-- Opening Marker --

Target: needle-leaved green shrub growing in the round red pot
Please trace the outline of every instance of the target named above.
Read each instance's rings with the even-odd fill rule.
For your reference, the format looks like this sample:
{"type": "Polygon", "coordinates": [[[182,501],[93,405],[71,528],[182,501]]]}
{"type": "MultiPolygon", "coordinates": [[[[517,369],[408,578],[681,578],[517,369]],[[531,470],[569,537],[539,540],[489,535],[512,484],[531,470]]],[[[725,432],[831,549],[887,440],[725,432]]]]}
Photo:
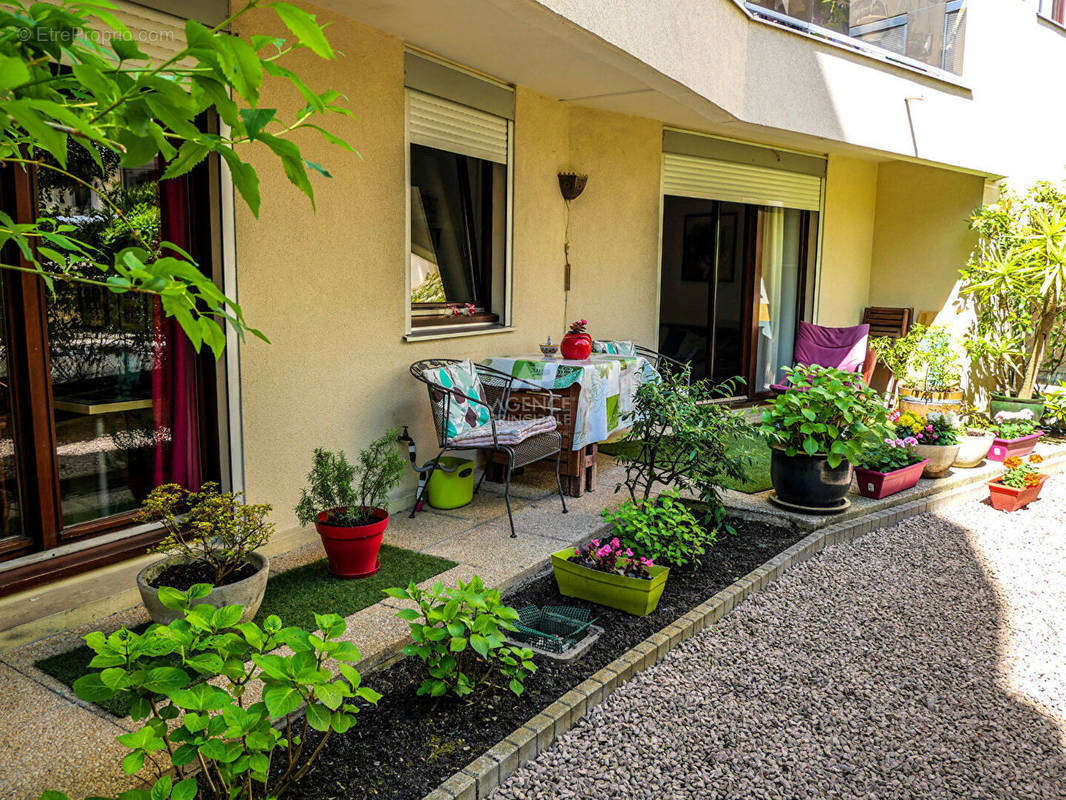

-- Closing Marker --

What needs to be done: An exact copy of the entries above, with no pictures, is the required answer.

Answer box:
Target: needle-leaved green shrub growing in the round red pot
Please trace the outline of every instance of the target named above.
Read each instance's rings with the even-odd fill rule.
For your reference, the format looks like this sample:
{"type": "Polygon", "coordinates": [[[182,501],[93,405],[71,528],[182,501]]]}
{"type": "MultiPolygon", "coordinates": [[[[517,369],[408,578],[681,578],[517,369]],[[531,470],[569,537],[539,540],[489,535],[512,484],[531,470]]],[[[725,432],[831,549],[887,440],[725,432]]]]}
Photo:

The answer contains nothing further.